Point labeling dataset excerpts
-- BEGIN --
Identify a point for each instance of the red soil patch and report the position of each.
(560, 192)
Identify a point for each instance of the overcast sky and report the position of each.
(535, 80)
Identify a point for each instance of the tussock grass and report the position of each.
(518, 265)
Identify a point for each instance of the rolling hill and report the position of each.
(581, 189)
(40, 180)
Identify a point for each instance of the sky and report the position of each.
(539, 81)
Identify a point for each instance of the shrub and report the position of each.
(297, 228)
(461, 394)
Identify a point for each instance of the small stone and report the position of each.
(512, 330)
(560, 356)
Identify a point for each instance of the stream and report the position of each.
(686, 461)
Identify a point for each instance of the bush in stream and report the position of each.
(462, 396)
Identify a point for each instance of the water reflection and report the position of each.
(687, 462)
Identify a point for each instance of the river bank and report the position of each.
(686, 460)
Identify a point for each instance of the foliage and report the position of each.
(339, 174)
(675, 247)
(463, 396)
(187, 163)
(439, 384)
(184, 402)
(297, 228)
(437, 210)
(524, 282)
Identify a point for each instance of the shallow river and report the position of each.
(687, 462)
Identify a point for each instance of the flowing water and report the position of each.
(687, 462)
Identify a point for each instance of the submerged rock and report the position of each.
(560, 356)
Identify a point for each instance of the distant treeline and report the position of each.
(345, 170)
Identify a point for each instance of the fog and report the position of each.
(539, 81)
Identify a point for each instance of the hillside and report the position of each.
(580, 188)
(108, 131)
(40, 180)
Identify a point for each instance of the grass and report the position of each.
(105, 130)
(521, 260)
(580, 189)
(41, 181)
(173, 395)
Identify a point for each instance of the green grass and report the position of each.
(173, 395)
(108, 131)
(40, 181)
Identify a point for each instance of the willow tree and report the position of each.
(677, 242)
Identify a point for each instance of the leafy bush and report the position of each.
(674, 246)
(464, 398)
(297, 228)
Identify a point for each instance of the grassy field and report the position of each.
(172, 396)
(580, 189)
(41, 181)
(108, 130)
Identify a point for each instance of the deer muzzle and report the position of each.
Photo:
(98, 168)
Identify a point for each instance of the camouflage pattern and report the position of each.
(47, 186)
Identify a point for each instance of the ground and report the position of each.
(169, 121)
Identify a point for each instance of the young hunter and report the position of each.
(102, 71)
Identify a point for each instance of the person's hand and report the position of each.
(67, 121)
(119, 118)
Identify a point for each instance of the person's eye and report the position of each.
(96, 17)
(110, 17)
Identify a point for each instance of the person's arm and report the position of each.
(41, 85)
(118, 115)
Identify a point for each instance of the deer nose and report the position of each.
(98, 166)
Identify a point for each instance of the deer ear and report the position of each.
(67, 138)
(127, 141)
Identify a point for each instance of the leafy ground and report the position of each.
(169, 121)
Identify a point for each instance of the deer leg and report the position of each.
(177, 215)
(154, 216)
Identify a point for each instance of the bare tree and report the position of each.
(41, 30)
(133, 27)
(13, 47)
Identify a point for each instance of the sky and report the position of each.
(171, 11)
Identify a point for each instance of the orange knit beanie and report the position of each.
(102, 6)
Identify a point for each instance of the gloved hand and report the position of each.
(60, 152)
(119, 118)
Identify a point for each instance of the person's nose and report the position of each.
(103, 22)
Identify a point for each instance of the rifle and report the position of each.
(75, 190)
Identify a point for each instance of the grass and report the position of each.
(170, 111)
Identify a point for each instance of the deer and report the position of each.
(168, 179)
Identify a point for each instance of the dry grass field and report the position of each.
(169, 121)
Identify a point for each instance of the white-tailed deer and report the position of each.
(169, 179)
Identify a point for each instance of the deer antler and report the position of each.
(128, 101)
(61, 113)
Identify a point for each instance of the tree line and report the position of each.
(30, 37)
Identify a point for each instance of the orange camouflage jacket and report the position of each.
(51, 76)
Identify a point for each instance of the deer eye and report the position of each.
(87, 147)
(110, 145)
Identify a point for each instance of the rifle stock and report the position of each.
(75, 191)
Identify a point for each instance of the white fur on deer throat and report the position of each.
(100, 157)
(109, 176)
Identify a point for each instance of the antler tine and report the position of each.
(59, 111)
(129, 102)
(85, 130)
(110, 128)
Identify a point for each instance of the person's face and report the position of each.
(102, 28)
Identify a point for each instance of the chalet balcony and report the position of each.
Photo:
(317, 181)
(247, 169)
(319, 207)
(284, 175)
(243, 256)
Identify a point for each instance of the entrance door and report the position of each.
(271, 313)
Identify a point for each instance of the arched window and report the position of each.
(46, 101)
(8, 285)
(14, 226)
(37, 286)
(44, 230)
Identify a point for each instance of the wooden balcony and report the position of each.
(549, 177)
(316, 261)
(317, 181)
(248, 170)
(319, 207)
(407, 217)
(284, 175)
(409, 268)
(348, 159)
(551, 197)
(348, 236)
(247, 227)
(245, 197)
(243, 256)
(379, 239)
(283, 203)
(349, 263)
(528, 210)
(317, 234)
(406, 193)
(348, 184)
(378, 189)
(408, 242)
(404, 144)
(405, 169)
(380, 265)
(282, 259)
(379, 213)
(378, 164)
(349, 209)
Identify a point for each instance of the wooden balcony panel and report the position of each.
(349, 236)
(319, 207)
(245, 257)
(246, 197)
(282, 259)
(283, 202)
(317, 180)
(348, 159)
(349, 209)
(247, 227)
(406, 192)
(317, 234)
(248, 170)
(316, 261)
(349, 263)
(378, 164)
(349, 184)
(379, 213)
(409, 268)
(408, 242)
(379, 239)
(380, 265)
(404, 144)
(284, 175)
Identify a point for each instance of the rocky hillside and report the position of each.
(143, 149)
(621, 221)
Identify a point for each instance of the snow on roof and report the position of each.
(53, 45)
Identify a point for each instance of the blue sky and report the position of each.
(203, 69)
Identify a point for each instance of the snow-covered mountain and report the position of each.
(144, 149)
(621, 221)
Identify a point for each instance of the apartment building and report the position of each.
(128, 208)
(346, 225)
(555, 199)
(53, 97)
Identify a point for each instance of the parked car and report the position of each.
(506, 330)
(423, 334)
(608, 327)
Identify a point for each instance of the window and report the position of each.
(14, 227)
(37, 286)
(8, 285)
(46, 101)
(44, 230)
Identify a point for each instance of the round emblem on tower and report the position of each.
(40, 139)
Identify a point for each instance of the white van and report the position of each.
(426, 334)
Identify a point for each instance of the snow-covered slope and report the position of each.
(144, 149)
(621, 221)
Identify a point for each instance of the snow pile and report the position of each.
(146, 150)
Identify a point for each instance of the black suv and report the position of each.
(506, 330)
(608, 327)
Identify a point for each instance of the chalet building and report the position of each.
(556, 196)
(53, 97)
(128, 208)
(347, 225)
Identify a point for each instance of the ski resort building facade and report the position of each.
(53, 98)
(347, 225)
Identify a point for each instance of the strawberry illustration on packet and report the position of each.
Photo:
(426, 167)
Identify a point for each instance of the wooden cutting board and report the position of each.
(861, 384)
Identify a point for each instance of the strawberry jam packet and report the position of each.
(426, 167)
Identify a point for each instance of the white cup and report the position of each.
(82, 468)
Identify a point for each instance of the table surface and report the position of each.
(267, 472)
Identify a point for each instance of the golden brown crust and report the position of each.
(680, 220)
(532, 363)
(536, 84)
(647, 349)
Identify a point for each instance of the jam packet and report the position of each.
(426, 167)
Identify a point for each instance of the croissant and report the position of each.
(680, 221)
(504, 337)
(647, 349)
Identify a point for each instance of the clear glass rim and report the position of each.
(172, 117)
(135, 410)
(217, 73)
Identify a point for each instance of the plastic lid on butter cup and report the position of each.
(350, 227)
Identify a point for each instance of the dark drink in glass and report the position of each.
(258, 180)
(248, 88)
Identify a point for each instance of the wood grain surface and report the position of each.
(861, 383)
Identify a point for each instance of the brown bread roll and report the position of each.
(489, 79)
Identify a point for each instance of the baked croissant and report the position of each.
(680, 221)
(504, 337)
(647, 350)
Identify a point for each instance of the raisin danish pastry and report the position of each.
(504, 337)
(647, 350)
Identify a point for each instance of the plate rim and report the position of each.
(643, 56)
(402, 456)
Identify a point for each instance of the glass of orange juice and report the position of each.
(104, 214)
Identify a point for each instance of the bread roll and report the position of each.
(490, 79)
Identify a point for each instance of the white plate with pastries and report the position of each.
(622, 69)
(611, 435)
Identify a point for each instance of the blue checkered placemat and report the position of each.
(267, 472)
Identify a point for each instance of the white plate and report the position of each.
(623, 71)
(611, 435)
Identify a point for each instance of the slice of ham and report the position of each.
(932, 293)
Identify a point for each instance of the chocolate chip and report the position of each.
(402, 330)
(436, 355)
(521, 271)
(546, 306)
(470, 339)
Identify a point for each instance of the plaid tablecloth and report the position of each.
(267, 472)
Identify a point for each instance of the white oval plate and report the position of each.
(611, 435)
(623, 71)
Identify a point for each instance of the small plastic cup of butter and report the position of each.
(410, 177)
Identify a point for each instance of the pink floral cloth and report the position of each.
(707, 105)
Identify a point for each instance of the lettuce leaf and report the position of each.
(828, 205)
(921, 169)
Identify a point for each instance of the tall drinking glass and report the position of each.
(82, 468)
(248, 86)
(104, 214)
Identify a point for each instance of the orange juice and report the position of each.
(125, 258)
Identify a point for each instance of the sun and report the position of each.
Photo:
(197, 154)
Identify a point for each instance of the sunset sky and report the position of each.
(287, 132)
-- END --
Turn everything from the line containing "Identify a point for each instance of the pink" down to the end of the data into a numbered list, leaving out any blank lines.

SOLUTION FOR THIS PROBLEM:
1. Identify a point for each instance of the pink floral cloth and report the position of each.
2. (707, 105)
3. Identify a point for each instance of the lettuce leaf and report the position of each.
4. (828, 205)
5. (921, 169)
6. Identify a point for each instance of the tall drinking glass and report the position of each.
7. (82, 468)
8. (248, 86)
9. (104, 214)
10. Identify a point for each instance of the orange juice and report the position of each.
11. (125, 258)
12. Identify a point for each instance of the sun and report the position of each.
13. Photo:
14. (197, 154)
15. Identify a point for each instance of the sunset sky and report the position of each.
16. (287, 132)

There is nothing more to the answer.